= Task to complete =
Starting at the beginning of the data and stopping after the line that contains "x=730 y=492", copy out only those lines, requests included, but scale every x and y coordinate in the answers by 0.4. Round each result to a whole number, with halves rounded up.

-- start of Exercise data --

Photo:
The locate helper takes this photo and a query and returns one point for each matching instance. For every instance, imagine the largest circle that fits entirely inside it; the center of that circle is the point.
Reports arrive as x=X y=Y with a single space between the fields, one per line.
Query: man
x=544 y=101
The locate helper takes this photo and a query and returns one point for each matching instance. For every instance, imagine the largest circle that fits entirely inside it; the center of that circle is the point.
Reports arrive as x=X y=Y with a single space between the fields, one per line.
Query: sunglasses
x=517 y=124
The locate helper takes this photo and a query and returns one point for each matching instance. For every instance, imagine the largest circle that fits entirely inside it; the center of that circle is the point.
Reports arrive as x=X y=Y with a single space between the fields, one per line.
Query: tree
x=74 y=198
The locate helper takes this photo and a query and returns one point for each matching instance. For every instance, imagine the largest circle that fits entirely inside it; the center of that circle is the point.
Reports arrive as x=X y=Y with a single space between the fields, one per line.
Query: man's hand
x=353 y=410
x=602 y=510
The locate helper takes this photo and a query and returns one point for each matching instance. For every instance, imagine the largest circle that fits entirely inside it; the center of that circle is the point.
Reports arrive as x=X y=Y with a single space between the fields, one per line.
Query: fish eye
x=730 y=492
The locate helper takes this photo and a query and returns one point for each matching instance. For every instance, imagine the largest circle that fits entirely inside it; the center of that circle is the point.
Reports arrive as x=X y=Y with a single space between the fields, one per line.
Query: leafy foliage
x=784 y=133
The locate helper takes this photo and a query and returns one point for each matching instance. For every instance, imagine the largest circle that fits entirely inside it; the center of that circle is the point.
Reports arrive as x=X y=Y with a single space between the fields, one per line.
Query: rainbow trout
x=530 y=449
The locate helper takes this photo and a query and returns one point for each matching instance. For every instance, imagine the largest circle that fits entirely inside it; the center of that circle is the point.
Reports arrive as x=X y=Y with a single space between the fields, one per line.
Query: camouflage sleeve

-- end of Exercise data --

= Response to the task =
Photo:
The locate helper takes this photo and a query and returns one point for each matching instance. For every instance, imagine the largest circle that fits entirely inside it; the center of that circle is the point.
Reports arrive as x=X y=Y with a single space between the fields, one per line.
Query: man
x=218 y=40
The locate helper takes this photo and a query and returns one point for each matching instance. For every instance, imagine the largest circle that fits entirely inside it; the center of that circle is the point.
Reports arrive as x=X y=Y with a single space between the fields, one per line.
Query: sunglasses
x=207 y=50
The locate helper takes this photo and a query and returns one point for each matching instance. For every instance, imagine the largest circle that fits entirely inside it; the center of that circle is the point.
Reports arrive as x=X y=Y with a single space between the fields, one per line.
Query: tree
x=30 y=79
The locate helper takes this photo and a query and returns one point for each matching instance. For every instance, imagine the largest circle that fits entirely inside it; the center of that circle is the point.
Reports arrive as x=X y=Y with a single space between the fields, one per line.
Query: man's hand
x=141 y=164
x=241 y=204
The locate helper takes this photo and a query and returns one point for each matching instance. For every instance, imagine the largest circle that fits entirely inside it; the center of that circle is the point.
Reports arrive as x=X y=Y with a single space between the fields, one per line.
Query: fish eye
x=292 y=197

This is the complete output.